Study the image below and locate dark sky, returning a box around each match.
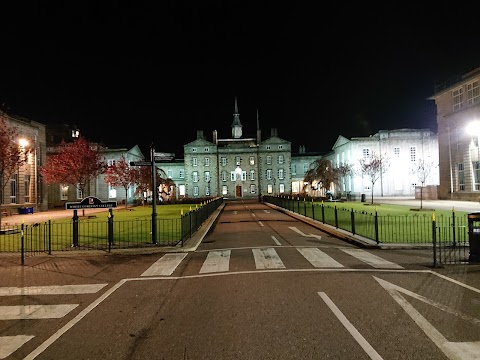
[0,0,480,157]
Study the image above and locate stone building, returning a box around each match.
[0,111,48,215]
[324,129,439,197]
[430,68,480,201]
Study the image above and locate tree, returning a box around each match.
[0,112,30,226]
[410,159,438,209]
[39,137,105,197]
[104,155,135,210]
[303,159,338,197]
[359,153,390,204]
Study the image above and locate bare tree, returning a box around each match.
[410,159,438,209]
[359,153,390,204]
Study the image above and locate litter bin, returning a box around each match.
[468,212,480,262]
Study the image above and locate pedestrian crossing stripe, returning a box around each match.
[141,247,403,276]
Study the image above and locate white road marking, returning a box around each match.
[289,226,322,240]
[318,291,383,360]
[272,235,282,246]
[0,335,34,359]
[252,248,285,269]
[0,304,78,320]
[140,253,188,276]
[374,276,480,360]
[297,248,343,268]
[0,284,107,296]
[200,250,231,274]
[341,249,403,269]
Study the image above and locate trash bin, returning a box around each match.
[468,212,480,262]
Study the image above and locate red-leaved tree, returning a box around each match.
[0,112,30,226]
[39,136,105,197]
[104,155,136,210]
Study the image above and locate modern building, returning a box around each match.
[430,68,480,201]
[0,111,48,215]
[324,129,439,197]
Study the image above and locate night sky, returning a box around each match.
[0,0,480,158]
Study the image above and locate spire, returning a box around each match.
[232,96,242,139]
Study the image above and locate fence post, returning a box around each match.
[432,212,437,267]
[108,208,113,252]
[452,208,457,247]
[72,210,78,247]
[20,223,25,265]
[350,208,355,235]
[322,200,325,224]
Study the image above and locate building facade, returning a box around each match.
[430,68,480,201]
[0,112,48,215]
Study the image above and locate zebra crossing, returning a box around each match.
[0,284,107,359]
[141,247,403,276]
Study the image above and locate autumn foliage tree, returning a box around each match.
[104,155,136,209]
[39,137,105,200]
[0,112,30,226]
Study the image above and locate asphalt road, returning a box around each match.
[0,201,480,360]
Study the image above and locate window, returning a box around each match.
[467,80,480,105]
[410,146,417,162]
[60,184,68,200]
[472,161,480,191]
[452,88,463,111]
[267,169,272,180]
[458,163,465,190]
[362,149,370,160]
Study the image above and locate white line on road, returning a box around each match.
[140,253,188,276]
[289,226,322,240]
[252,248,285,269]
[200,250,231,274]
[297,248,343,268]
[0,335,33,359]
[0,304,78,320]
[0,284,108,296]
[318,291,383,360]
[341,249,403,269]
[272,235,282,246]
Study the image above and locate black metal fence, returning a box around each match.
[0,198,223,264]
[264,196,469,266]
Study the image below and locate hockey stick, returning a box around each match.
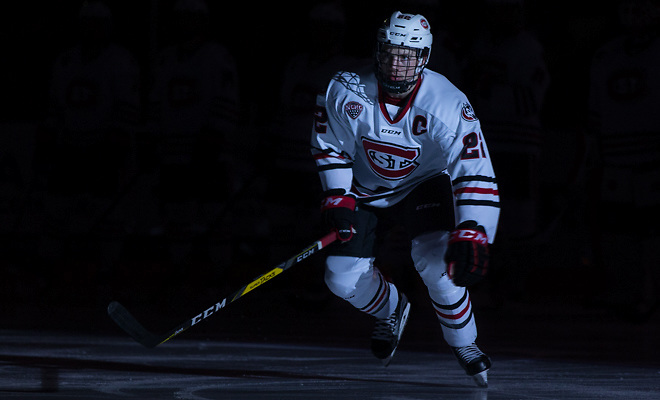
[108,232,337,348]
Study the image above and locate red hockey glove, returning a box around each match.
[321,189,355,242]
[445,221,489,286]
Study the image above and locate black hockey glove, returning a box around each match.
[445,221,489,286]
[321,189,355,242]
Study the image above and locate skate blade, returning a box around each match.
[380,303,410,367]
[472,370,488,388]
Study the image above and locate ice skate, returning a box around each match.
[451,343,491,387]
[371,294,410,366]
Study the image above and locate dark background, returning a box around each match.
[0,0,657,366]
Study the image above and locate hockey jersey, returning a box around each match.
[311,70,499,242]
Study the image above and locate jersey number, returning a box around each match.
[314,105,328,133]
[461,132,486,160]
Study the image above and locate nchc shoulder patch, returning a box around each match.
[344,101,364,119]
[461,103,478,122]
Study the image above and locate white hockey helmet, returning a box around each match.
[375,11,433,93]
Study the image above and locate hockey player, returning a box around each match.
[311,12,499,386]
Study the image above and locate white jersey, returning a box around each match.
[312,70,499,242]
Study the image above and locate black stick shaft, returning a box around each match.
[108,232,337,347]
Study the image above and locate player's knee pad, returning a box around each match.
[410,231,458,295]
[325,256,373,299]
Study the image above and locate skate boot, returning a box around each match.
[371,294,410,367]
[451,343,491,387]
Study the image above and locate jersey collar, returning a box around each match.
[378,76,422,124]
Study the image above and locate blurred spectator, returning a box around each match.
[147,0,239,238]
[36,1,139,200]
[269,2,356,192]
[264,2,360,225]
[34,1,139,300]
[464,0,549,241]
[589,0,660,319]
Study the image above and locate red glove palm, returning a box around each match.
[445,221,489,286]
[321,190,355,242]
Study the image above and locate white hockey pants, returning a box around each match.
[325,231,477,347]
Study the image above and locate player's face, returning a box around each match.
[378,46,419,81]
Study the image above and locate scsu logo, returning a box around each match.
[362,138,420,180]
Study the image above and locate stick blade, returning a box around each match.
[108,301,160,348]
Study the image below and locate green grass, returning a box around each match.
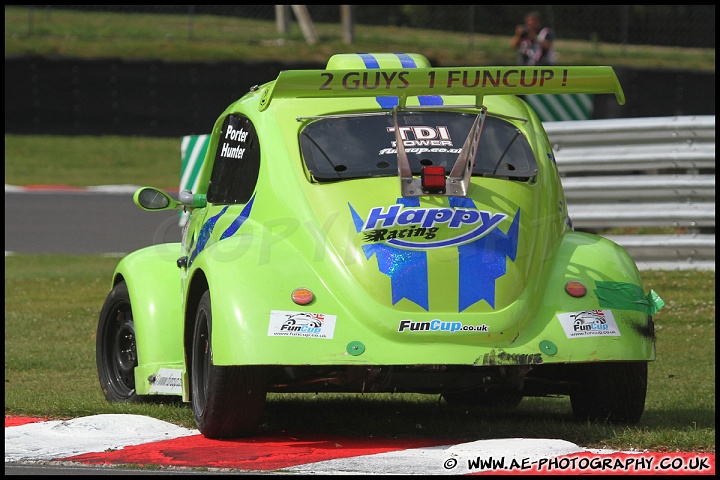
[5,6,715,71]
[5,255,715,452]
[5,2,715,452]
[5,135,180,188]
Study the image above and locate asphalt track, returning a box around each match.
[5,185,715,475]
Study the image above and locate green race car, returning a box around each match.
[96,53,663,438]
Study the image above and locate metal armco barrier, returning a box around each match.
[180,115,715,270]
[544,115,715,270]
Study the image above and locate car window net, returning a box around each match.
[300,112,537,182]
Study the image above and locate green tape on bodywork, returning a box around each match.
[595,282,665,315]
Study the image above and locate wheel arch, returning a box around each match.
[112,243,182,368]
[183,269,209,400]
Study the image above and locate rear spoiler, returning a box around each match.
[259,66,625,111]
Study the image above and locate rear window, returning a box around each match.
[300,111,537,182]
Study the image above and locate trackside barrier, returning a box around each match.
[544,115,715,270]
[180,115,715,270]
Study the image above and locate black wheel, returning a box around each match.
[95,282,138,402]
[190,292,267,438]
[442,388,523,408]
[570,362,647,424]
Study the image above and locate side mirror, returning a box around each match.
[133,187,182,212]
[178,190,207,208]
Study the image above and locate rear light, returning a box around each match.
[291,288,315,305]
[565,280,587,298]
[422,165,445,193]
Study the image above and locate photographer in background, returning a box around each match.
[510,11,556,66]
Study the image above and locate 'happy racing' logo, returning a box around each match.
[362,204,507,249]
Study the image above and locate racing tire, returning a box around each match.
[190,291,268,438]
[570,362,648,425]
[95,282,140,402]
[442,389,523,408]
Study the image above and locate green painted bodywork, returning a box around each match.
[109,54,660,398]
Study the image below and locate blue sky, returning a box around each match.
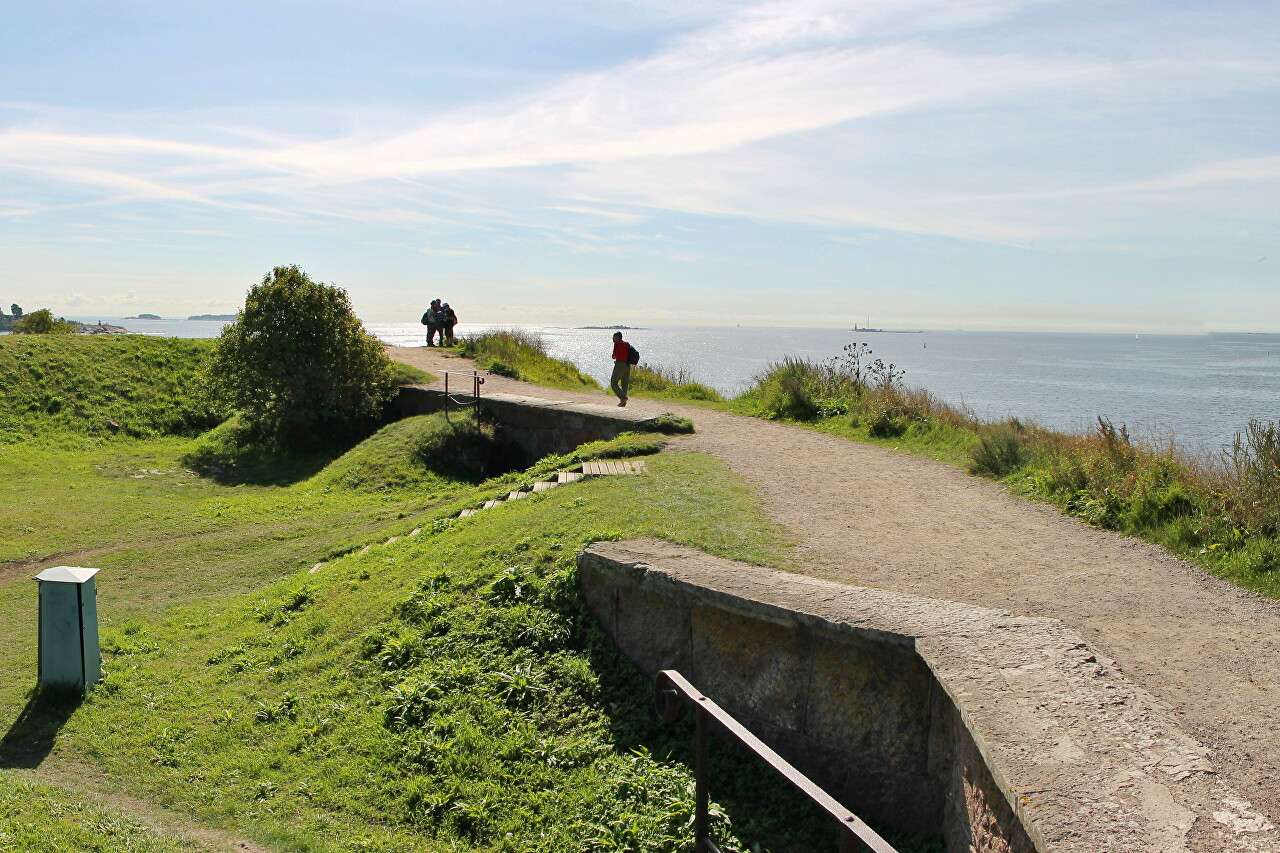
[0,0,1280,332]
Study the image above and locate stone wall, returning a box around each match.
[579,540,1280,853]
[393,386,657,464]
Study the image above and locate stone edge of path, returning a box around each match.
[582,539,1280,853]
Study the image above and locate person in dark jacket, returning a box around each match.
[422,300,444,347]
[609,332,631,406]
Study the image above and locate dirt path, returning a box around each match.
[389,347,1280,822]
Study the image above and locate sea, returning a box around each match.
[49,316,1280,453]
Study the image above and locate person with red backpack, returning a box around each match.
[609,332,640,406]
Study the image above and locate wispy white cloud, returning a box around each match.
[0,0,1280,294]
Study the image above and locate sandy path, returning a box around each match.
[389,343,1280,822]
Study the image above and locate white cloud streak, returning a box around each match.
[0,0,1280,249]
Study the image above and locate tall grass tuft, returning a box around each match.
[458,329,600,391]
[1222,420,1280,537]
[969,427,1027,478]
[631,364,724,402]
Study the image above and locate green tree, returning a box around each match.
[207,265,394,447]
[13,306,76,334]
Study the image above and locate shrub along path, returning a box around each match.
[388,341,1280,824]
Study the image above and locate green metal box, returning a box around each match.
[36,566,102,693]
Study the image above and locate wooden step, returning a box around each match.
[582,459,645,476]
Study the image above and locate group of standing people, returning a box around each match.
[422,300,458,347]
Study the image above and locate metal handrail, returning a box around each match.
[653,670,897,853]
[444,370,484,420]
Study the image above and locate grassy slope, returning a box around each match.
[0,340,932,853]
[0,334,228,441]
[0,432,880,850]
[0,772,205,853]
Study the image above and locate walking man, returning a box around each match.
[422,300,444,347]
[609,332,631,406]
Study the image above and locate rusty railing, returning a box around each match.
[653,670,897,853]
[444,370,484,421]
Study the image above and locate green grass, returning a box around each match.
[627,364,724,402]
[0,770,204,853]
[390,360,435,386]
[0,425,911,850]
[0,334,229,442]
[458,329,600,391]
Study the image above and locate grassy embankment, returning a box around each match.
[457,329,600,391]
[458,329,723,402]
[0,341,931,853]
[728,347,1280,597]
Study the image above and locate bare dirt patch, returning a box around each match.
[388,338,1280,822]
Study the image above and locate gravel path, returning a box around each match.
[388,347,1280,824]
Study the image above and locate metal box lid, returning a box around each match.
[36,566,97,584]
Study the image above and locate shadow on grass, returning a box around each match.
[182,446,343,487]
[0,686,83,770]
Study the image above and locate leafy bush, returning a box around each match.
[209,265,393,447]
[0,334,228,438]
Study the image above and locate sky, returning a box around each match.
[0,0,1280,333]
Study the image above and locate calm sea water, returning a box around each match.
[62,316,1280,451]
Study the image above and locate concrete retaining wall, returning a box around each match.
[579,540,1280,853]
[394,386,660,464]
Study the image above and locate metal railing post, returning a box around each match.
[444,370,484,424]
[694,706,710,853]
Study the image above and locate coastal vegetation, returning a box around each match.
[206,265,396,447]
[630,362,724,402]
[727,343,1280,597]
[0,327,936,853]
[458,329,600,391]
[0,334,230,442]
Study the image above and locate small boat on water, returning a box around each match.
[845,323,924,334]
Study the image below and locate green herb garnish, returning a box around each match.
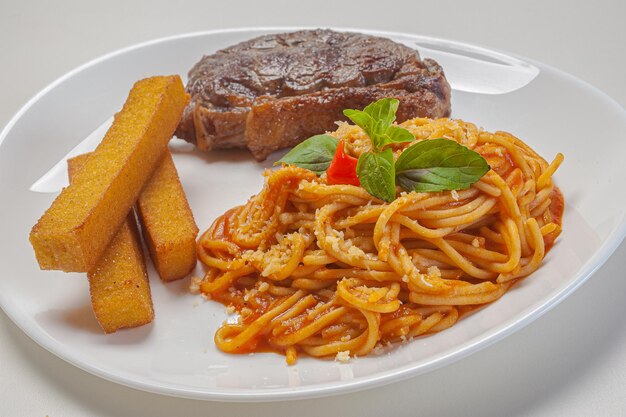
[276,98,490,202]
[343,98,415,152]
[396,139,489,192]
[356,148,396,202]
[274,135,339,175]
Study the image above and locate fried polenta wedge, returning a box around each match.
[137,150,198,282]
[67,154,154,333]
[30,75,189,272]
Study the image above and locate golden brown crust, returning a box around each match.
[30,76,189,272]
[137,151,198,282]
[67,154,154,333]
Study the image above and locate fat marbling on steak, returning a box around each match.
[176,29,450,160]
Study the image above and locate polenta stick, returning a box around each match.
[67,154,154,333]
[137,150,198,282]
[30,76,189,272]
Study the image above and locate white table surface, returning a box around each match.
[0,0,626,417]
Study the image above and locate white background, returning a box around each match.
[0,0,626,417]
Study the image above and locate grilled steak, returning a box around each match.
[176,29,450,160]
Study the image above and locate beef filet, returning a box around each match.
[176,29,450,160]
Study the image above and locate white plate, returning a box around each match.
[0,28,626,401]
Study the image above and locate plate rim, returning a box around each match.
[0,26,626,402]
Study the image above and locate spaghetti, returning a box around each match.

Your task - Copy the records from the line with "Study the image above and locate wooden" to the line with "[444,370,484,420]", switching "metal handrail" to "steel railing" and leaving everything else unchanged.

Response below -
Study the image above and locate wooden step, returning a box around each match.
[582,459,645,476]
Study the image above and locate group of standing people, returning a box around each match.
[422,300,458,347]
Study the image above and locate steel railing, returning a box around each match.
[653,670,897,853]
[444,370,484,420]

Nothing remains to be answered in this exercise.